**Tekst**

★ ★ ★ ★ ★

De rechtbank zal in verband met het bepaalde in artikel 2, eerste lid, aanhef en onder sub k van het Besluit gezagsregisters tevens bepalen dat de griffier, wanneer deze uitspraak in kracht van gewijsde is gegaan, een afschrift van deze beschikking zal doen toekomen aan het gezagsregister om daarin aantekening te doen van deze beschikking.
De rechtbank zal verzoeker tot het moment waarop de beslissing tot adoptie onherroepelijk is geworden, op grond van het bepaalde in artikel 1:295 BW ambtshalve, met ingang van heden, belasten met de voogdij over [naam 4] zodat tot aan genoemd moment ook in het gezag over haar is voorzien.
Namen
[naam 4] komt door adoptie in familierechtelijke rechtsbetrekking tot verzoeker te staan en behoudt derhalve op grond van artikel 1:5, eerste lid, BW van rechtswege de geslachtsnaam [geslachtsnaam 1]
.Gelet op het verzoek als vermeld onder X beslist de rechtbank zoals hierna volgt.

★ ★ ★ ★ ★

**Opgeslagen gegevens**
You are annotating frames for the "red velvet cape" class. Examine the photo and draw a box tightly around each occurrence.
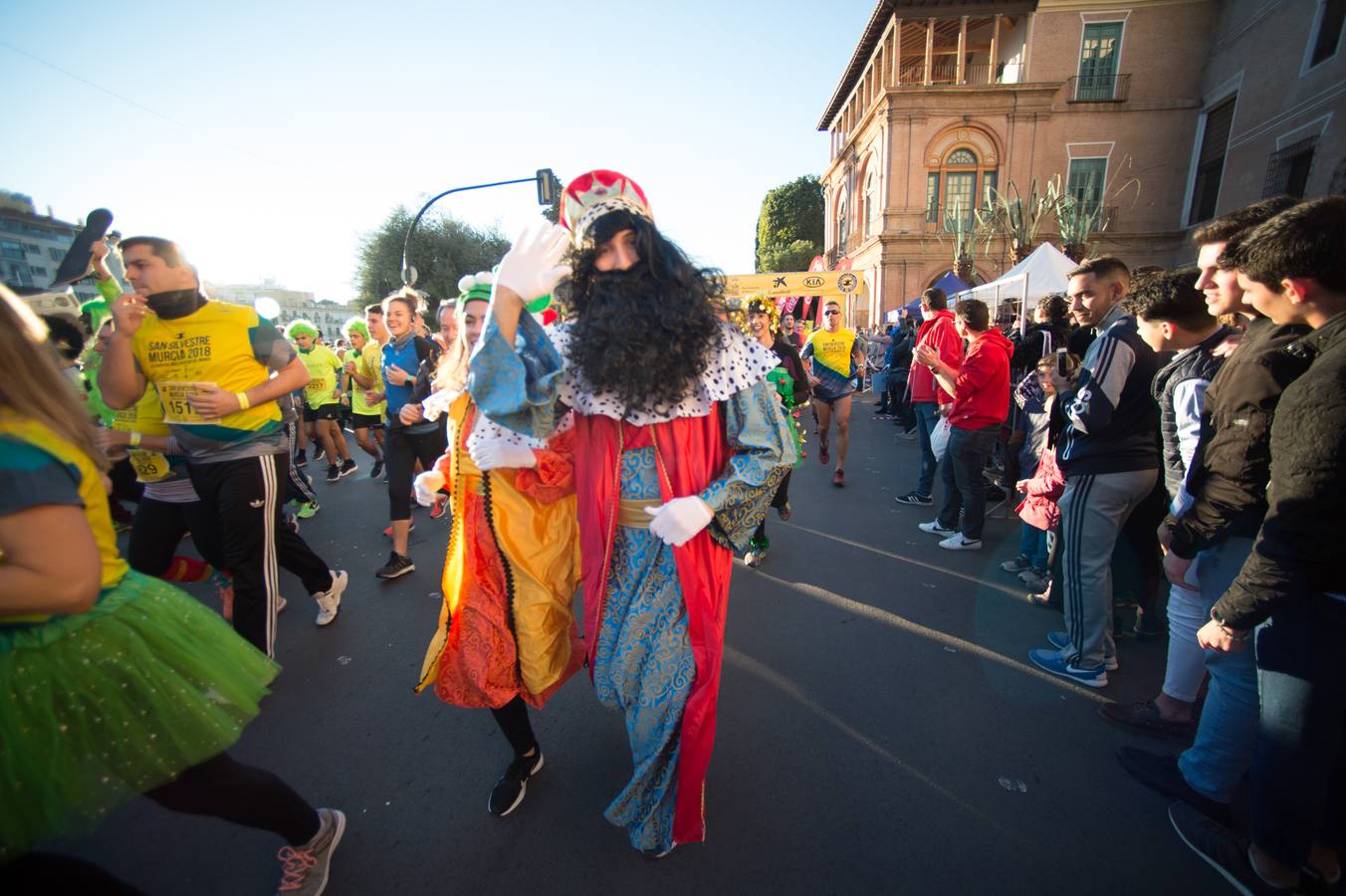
[574,405,734,843]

★ ★ ★ ★ ★

**Je doel**
Waarmee belast de rechtbank de verzoeker volgens de tekst over de adoptie, tot het moment waarop de beslissing tot adoptie onherroepelijk is geworden?

**Antwoord**
Met de voogdij over [naam 4].